**REQUIREMENT 1**
Using the Rebel Galaxy review below, explain why even the starting ship is equipped with at least one turret.

Rebel Galaxy Review: Wild West… IN SPACE
What’s this? A space game where I can shoot stuff up while redneck rock is blaring in the background? Sign me up!
Rebel Galaxy is an open-world real-time-action space game with trading, combat, factions, and a prominent Wild-West-in-Space atmosphere. Think if someone had Elite: Dangerous and Firefly fused together and you’d get Rebel Galaxy.
Only this game is less about space simulation or exploring the grim aspects of society in a galaxy with as many rules and law enforcement as the Wild-West, and more like mindless arcady fun to blow off steam while you choose whether to go bounty hunting for outlaws, become an outlaw yourself, mine asteroids, do honest trading, or look for your missing family member in the main quest.
Gameplay
First things first: the game has a 2D navigation system. It threw me off guard too, I mean a 2D navigation system in a modern 3D Space Combat game? Why?! After some time I realized that the reason might be the combat, which actually plays more like Naval combat at sea rather than a dogfight in space. There are two types of spaceships: Capital ships and Gunships. Capital ships are the big fellers you’ll mostly concentrate on during battles and the only playable ship type. They’re like the main course of a meal, and they have the same horizontal-only movement as the player.
Gunships are the pesky little one-person spacecrafts that fly around, backing the enemy Capital ships. They’re weak individually, but they’re strong in swarms. (Gunships almost always come in swarms). They might as well be flies attracted to the main meal because unlike you, or the other Capital ships in the game, Gunships fly around freely horizontally and vertically.
This brings us to the combat, Naval Combat is the best way to describe Capital ship VS. Capital ship fights, because you’re literally firing broadsides laser cannons as you try to maneuver to aim your broadsides at the enemy while they do the same. Then it’s all unleashed laser cannon hell upon both sides’ hulls. It’ll be hard to aim broadsides while fighting Gunships because they can be above or under you during combat. For that reason, even your starting ship is equipped with at least one turret that is not limited like the broadsides.

(Bounding-box records)

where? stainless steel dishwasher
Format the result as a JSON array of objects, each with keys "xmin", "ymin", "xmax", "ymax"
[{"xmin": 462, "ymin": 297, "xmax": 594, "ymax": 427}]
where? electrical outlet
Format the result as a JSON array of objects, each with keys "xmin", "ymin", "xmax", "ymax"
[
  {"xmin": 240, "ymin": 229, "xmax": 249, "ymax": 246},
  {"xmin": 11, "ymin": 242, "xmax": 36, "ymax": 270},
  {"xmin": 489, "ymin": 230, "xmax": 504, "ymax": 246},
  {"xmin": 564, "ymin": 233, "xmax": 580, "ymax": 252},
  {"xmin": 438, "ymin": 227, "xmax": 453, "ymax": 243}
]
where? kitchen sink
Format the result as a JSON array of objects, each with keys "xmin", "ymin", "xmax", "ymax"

**REQUIREMENT 2**
Please retype the rows of the Bounding-box records from the line containing "where? kitchen sink" through the end of those records.

**REPLY 1**
Broadsides are hard to aim while fighting Gunships, which fly freely horizontally and vertically and can be above or under you during combat. For that reason, even the starting ship has at least one turret, which is not limited like the broadsides.

**REPLY 2**
where? kitchen sink
Format the result as a JSON array of objects, each with keys "xmin", "ymin", "xmax", "ymax"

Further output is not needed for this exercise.